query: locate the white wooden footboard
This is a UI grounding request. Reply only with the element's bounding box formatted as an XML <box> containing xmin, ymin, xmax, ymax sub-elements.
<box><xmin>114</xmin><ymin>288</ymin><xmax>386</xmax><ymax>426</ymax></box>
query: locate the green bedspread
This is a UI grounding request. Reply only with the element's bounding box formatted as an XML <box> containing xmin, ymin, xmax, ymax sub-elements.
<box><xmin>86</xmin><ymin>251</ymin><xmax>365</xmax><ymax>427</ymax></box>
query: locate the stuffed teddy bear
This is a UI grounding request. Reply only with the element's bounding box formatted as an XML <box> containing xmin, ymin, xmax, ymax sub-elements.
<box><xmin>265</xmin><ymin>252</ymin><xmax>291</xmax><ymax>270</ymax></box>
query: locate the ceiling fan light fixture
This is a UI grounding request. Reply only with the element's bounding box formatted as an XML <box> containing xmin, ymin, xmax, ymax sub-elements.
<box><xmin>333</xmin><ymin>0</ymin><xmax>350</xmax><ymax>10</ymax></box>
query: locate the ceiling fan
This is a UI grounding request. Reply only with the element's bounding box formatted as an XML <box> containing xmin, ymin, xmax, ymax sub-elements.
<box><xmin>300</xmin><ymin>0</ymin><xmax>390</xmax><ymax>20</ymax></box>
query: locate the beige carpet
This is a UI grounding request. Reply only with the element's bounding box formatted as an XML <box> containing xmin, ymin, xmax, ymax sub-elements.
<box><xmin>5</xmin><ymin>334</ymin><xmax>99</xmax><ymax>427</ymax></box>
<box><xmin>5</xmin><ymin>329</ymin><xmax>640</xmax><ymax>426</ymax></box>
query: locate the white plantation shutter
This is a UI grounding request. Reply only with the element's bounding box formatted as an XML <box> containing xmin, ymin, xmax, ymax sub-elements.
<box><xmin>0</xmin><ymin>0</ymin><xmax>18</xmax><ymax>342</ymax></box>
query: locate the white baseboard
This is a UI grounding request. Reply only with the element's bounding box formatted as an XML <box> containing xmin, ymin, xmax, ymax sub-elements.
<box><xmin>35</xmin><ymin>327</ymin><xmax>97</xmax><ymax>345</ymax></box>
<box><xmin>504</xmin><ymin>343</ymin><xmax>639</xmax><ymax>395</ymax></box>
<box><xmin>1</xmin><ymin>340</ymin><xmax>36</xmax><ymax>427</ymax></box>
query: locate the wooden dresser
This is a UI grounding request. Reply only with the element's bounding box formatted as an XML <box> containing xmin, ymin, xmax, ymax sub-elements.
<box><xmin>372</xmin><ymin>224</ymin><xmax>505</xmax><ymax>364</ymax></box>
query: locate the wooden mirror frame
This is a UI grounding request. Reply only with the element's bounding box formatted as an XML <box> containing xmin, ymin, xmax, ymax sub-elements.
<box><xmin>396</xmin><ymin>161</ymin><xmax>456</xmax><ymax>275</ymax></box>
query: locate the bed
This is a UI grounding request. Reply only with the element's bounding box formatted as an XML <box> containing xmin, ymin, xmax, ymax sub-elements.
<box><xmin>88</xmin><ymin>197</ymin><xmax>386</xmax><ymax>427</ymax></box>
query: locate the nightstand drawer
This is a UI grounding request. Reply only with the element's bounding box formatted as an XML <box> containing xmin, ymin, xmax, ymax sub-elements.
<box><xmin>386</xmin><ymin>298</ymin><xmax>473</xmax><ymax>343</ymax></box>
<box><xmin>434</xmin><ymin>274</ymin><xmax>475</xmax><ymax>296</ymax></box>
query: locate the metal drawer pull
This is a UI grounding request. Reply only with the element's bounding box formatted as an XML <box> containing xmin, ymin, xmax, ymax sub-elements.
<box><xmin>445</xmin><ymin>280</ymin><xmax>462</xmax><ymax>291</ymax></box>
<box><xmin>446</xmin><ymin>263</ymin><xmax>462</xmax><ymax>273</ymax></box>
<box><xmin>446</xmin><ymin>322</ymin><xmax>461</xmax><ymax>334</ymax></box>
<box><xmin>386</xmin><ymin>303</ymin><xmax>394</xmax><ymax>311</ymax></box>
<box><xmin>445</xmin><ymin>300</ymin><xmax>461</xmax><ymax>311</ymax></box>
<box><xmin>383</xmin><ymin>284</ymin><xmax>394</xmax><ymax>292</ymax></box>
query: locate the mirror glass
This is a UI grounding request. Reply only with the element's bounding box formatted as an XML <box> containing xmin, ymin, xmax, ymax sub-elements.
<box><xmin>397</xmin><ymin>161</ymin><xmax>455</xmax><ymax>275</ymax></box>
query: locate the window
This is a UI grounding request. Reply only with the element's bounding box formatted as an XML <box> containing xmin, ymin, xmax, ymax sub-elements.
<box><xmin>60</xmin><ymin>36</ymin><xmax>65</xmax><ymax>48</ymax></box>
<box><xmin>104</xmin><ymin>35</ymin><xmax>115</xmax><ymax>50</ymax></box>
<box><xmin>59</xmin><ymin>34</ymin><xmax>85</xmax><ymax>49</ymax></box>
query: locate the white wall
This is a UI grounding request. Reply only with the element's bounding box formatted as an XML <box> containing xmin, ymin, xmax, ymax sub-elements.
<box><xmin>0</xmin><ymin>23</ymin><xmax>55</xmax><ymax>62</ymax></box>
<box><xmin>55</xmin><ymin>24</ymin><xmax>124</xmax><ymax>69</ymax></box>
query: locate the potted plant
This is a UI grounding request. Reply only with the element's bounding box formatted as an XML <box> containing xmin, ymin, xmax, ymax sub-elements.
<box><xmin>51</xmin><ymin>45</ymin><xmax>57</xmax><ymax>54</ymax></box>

---

Assigned task -> The full listing, repeated exactly, is the expected answer.

Task response ->
query: locate the white wooden footboard
This is a UI grounding request. Reply only with the element's bounding box formatted as an XML <box> containing xmin, ymin, xmax, ymax sub-elements.
<box><xmin>114</xmin><ymin>288</ymin><xmax>386</xmax><ymax>426</ymax></box>
query: locate the green bedspread
This is a UI grounding request. Reply only with the element's bounding box formatted as an XML <box> containing xmin, ymin, xmax, ymax sub-elements.
<box><xmin>86</xmin><ymin>251</ymin><xmax>365</xmax><ymax>427</ymax></box>
query: locate the stuffed teddy bear
This is a UI grounding request. Reply only with the element's bounding box formatted as an XML <box> containing xmin, ymin, xmax, ymax sub-elements.
<box><xmin>265</xmin><ymin>252</ymin><xmax>291</xmax><ymax>270</ymax></box>
query: locate the ceiling fan light fixture
This is a UI grounding request. Reply only with the element's bounding box formatted as an XML <box> containing xmin, ymin, xmax, ymax sub-elements.
<box><xmin>333</xmin><ymin>0</ymin><xmax>350</xmax><ymax>10</ymax></box>
query: locate the ceiling fan
This is a UI grounding request. Reply only with the element's bounding box formatted as an XML <box> containing xmin, ymin, xmax, ymax sub-elements.
<box><xmin>300</xmin><ymin>0</ymin><xmax>390</xmax><ymax>20</ymax></box>
query: locate the beige carpet
This is a UI grounding request. Reply only with the element's bounding box formatted as an XML <box> containing xmin, ymin, xmax, ymax sub-elements.
<box><xmin>5</xmin><ymin>334</ymin><xmax>99</xmax><ymax>427</ymax></box>
<box><xmin>5</xmin><ymin>329</ymin><xmax>640</xmax><ymax>426</ymax></box>
query: locate the white plantation shutter
This is a UI grounding request. Reply only with the element's bounding box formatted as an XML <box> containing xmin, ymin, xmax, ymax sub-elements.
<box><xmin>0</xmin><ymin>0</ymin><xmax>18</xmax><ymax>342</ymax></box>
query: locate the white baseboard
This is a UI grounding request. Reply only with the element's bounding box formatted as an XML <box> containing xmin, ymin, xmax, ymax sub-elements.
<box><xmin>35</xmin><ymin>327</ymin><xmax>97</xmax><ymax>345</ymax></box>
<box><xmin>504</xmin><ymin>343</ymin><xmax>639</xmax><ymax>395</ymax></box>
<box><xmin>1</xmin><ymin>340</ymin><xmax>36</xmax><ymax>427</ymax></box>
query: locate the wooden dresser
This is a UI grounding request. Reply only with the element's bounding box formatted as an XML <box> containing xmin, ymin, xmax, ymax sub-elements.
<box><xmin>372</xmin><ymin>224</ymin><xmax>505</xmax><ymax>364</ymax></box>
query: locate the wooden mirror frame
This is a UI grounding request. Reply only with the element's bounding box formatted as an XML <box> containing xmin, ymin, xmax, ymax sub-elements.
<box><xmin>396</xmin><ymin>161</ymin><xmax>456</xmax><ymax>275</ymax></box>
query: locate the bed
This is a UI grounding request. Reply only with the element's bounding box formatted as an XML <box> containing xmin, ymin, xmax, ymax sub-elements.
<box><xmin>88</xmin><ymin>197</ymin><xmax>386</xmax><ymax>427</ymax></box>
query: locate the nightstand drawer
This is a UI grounding request. Reply only with the element's bounding box formatted as an XML <box> containing xmin, ymin, xmax, ymax sub-elements.
<box><xmin>386</xmin><ymin>298</ymin><xmax>473</xmax><ymax>343</ymax></box>
<box><xmin>434</xmin><ymin>274</ymin><xmax>475</xmax><ymax>296</ymax></box>
query: locate the metal drawer pull
This is a UI grounding request. Reply only with the element's bounding box formatted as an XML <box> containing xmin, ymin, xmax, ymax sub-elements.
<box><xmin>445</xmin><ymin>280</ymin><xmax>462</xmax><ymax>291</ymax></box>
<box><xmin>446</xmin><ymin>263</ymin><xmax>462</xmax><ymax>273</ymax></box>
<box><xmin>446</xmin><ymin>322</ymin><xmax>461</xmax><ymax>334</ymax></box>
<box><xmin>386</xmin><ymin>303</ymin><xmax>394</xmax><ymax>311</ymax></box>
<box><xmin>445</xmin><ymin>300</ymin><xmax>461</xmax><ymax>311</ymax></box>
<box><xmin>383</xmin><ymin>284</ymin><xmax>394</xmax><ymax>292</ymax></box>
query: locate the mirror glass
This is a UI grounding request. Reply only with the element's bounding box formatted as an XML <box> containing xmin, ymin, xmax, ymax sub-elements.
<box><xmin>397</xmin><ymin>161</ymin><xmax>455</xmax><ymax>275</ymax></box>
query: locate the window
This is a UI grounding request. Reply only with the element's bounding box formatted as an XML <box> containing xmin, ymin, xmax, ymax sub-elements.
<box><xmin>60</xmin><ymin>36</ymin><xmax>65</xmax><ymax>48</ymax></box>
<box><xmin>104</xmin><ymin>35</ymin><xmax>115</xmax><ymax>50</ymax></box>
<box><xmin>59</xmin><ymin>34</ymin><xmax>85</xmax><ymax>49</ymax></box>
query: locate the white wall
This is a UI grounding request. Reply only with the element's bounding box formatted as an XML <box> containing xmin, ymin, xmax, ymax sub-elements.
<box><xmin>0</xmin><ymin>23</ymin><xmax>55</xmax><ymax>62</ymax></box>
<box><xmin>55</xmin><ymin>24</ymin><xmax>124</xmax><ymax>69</ymax></box>
query: locate the potted plant
This is a UI grounding request. Reply only with the element's bounding box formatted as an XML <box> containing xmin, ymin, xmax, ymax sub-elements.
<box><xmin>51</xmin><ymin>45</ymin><xmax>57</xmax><ymax>54</ymax></box>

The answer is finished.